◆ Tasks to perform ◆
A. List every food item that J brought, according to the post about being taken care of.
B. Carry on writing the post about being taken care of, starting after its final sentence.

It Takes Extraordinary People to Keep the Ordinary Going
Another weekend of being well taken care of. Wonderful conversation and homemade lentil soup (and bread and salad and chocolate pecan cookies and a full bottle of maple syrup balsamic vinaigrette!) from J, and L stopped by on her way to the theater to bring me my favorite British shelter magazine (Living, Etc.) M came for tea and then she kidnapped my laundry, made my bed, sorted and put out the garbage and the recyclables and scrubbed the bathroom. So odd to stand there and watch while she worked, feeling both grateful and guilty. Though I knew I’d end up in a world of pain were I to get down on my hands and knees to scrub the tub and though I knew M was cheerfully and willingly playing housekeeper, I was uneasy with the lady-of-the-manor role.
L was back again this morning for breakfast and then a spending spree in Whole Foods where I splurged on flowers, fancy hot chocolate, and a bag of mini oranges that I’ve forgotten the name of. It was funny to have to ask for her help in getting the bananas down cause I couldn’t do my usual stretch way up to get them, and she lugged the bulging bags of groceries to the car and up to my apartment where she speedily put them away. Then I played lady-of-the-manor again while L. showed off her newly acquired knife skills peeling and slicing sweet potatoes so I could try a new crock pot recipe for smashed sweet potatoes and cranberries. (Did I mention that M was the one who had to get the crock pot down for me yesterday?) I spent most of the rest of the afternoon on the couch yawning (and watching Rosemary and Thyme), which was a bit surprising as I thought I had already regained quite a bit of stamina.(I couldn’t take a nap as it seemed that every one of the building’s children was out in the hallway having relay races.) I’m a little nervous about going back to work in a week and utterly thankful that for the first few weeks back I’ll only have to commute with my laptop from the bedroom to the couch. I’m not quite ready for Metro yet.

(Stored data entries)
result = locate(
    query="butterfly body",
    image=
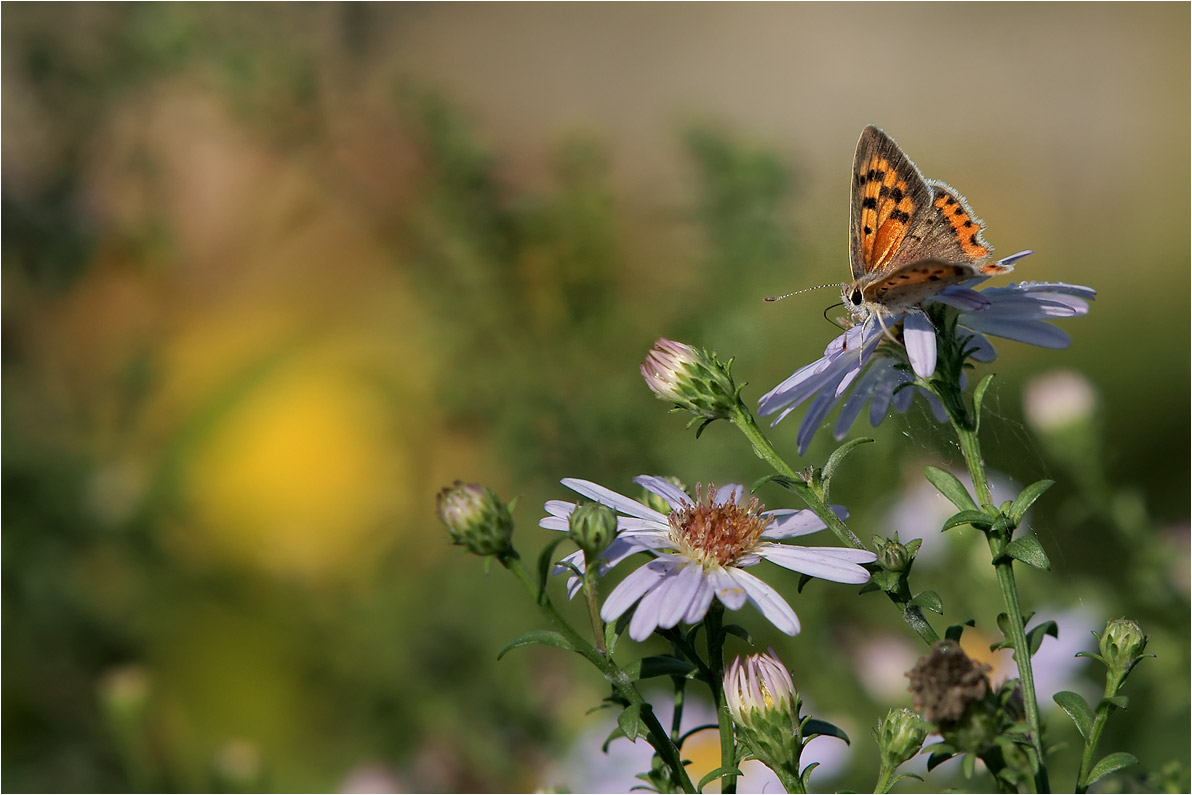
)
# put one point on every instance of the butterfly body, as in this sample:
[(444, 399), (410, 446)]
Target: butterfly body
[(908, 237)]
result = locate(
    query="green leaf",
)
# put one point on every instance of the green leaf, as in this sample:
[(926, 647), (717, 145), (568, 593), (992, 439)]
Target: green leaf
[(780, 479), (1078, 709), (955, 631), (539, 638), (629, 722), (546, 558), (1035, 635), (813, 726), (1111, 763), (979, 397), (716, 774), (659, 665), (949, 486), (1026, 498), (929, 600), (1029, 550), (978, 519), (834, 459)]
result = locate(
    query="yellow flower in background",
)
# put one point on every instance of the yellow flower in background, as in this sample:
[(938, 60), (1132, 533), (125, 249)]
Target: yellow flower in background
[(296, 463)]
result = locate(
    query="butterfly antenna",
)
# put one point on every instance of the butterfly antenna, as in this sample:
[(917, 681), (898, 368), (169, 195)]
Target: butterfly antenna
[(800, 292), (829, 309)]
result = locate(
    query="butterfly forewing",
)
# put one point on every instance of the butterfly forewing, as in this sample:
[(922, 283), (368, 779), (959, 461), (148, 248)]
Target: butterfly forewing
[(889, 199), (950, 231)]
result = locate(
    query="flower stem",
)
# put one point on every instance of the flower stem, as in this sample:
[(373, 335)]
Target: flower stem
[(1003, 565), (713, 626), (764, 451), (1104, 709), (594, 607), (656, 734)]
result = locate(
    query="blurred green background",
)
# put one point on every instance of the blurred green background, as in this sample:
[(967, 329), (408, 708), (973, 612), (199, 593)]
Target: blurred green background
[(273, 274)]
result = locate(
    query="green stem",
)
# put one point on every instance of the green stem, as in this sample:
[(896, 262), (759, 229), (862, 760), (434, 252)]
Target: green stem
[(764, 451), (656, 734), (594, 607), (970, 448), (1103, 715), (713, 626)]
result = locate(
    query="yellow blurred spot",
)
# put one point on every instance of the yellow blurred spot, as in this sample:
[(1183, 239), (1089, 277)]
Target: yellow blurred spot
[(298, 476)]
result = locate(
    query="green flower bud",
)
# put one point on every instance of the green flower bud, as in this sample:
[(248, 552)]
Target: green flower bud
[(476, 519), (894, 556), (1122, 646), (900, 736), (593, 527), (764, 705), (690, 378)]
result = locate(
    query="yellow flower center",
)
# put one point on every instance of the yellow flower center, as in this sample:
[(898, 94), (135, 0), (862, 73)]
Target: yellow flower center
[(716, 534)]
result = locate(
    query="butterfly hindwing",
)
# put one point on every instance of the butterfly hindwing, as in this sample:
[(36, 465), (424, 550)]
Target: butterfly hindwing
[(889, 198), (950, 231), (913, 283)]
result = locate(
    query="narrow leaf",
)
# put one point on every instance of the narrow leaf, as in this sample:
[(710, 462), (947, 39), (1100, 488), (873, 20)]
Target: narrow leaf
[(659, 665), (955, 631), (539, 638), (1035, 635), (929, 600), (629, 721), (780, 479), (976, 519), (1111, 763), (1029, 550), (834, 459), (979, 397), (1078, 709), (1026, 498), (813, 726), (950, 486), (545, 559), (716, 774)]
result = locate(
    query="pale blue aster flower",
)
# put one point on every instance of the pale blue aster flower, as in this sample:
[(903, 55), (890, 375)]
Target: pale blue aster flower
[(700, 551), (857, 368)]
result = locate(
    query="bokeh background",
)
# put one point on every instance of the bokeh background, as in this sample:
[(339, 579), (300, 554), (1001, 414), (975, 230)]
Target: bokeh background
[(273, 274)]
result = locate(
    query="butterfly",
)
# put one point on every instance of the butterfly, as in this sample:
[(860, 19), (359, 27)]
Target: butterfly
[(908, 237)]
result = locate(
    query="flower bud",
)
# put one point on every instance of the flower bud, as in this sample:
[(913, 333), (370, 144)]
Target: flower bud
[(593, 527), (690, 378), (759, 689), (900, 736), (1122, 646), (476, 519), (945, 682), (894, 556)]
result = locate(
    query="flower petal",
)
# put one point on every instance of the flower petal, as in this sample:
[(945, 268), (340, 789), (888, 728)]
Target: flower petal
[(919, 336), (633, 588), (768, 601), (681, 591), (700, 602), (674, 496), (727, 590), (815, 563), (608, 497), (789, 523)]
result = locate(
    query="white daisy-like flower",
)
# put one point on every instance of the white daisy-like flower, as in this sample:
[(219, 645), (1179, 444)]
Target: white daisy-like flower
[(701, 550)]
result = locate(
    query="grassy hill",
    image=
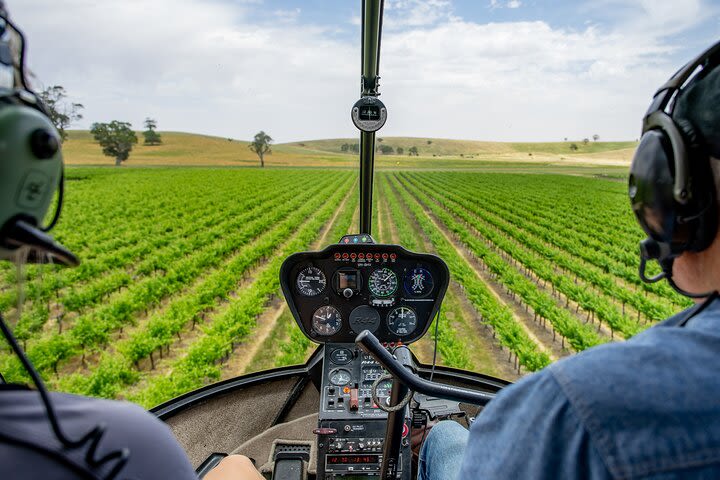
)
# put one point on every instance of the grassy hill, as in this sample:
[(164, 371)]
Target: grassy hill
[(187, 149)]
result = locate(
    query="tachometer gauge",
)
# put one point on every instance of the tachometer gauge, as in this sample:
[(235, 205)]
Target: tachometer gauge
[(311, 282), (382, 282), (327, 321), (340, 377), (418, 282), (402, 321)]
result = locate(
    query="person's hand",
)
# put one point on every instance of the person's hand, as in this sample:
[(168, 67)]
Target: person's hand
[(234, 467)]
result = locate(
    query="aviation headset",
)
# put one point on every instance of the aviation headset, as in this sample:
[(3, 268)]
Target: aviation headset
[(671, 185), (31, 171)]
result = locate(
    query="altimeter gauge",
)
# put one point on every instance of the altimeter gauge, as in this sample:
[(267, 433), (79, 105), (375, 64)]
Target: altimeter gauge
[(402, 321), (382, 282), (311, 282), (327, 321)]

--

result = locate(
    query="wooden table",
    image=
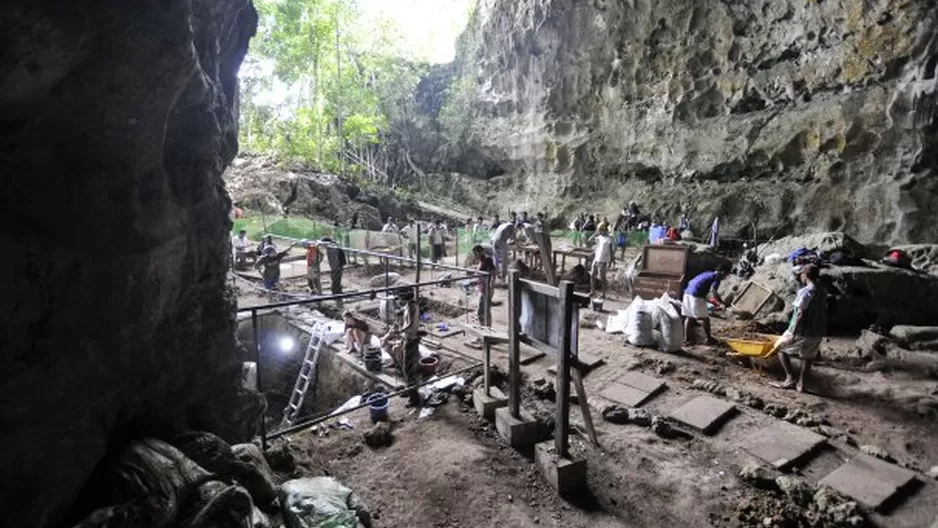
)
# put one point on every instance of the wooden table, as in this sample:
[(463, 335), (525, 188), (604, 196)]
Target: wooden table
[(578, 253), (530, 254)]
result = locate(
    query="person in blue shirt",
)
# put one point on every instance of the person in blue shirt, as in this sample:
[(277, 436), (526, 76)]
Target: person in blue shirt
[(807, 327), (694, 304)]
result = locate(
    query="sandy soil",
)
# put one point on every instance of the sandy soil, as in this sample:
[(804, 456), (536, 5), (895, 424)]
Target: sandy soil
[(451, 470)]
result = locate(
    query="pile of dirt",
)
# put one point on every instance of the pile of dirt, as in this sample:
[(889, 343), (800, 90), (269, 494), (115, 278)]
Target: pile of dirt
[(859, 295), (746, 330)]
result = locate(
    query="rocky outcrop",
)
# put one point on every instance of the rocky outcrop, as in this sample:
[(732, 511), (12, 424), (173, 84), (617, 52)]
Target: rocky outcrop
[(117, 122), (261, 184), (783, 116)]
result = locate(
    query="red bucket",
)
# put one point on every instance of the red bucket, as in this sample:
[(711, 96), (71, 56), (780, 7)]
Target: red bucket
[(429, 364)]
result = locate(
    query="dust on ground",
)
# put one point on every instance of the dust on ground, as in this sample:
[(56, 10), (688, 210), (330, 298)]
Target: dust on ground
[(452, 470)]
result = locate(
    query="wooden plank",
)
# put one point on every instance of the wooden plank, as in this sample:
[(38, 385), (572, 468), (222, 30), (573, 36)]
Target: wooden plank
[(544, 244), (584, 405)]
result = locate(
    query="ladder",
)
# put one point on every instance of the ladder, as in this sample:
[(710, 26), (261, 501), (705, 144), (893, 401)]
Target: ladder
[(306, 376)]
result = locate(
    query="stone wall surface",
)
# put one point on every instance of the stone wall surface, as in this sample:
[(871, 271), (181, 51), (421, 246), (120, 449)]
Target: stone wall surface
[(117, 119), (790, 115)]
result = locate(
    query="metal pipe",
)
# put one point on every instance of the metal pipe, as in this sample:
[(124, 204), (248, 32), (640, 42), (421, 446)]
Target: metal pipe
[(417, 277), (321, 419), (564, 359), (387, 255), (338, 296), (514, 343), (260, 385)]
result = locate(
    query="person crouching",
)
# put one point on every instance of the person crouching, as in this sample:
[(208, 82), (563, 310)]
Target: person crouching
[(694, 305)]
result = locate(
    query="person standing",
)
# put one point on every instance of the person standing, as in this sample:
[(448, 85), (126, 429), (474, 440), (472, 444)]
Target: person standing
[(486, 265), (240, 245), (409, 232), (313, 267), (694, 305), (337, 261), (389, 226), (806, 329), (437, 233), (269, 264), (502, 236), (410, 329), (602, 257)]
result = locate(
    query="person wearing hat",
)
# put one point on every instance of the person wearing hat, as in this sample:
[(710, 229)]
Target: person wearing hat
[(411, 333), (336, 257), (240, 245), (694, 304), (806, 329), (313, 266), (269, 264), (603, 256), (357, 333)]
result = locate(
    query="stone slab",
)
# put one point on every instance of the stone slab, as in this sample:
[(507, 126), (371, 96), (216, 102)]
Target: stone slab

◆ Results for the exercise ◆
A. Homemade lentil soup, bread, salad, chocolate pecan cookies, and a full bottle of maple syrup balsamic vinaigrette.

B.
On Saturday evening J and I talked a lot about everyday friends. How, once you hit your 40s, it’s harder and harder to start over, to make those friends who will take a day off to take you to the doctor, or get your groceries, or rearrange your freezer. who’ll look out for you and make sure you’re still following all the “after major surgery” guidelines when your inner three-year-old starts chafing against all of the restrictions.
What I want most right now is to get back to ordinary life. And what I’m realizing is that I have a wonderful community who are ready to step in and keep “ordinary” going until I’m ready to stand on my tippy toes again. And for that, I’m extraordinarily grateful.